TO BE DONE
Render each line of the listing below as a JSON list of strings, one string per line and none for blank lines. Leave the pictures out.

Entries from a pointing dataset
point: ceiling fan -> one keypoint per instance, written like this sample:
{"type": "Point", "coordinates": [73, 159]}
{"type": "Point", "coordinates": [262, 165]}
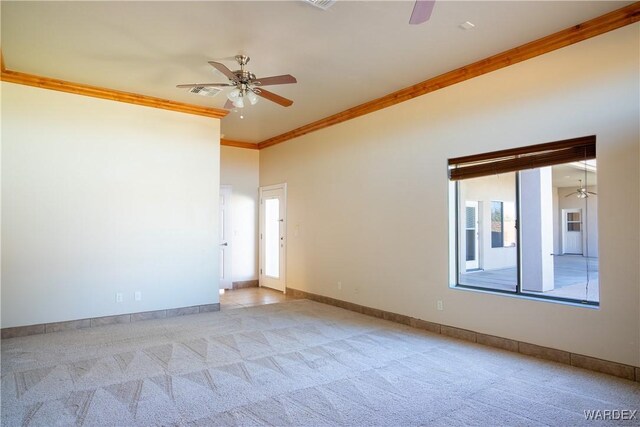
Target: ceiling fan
{"type": "Point", "coordinates": [246, 85]}
{"type": "Point", "coordinates": [581, 192]}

SOLUTION TO THIS PROBLEM
[
  "point: ceiling fan -> one keypoint per instance, written like this sample:",
  "{\"type\": \"Point\", \"coordinates\": [73, 159]}",
  "{\"type\": \"Point\", \"coordinates\": [262, 165]}",
  "Target: ceiling fan",
  "{\"type\": \"Point\", \"coordinates\": [246, 85]}",
  "{\"type\": \"Point\", \"coordinates\": [581, 192]}"
]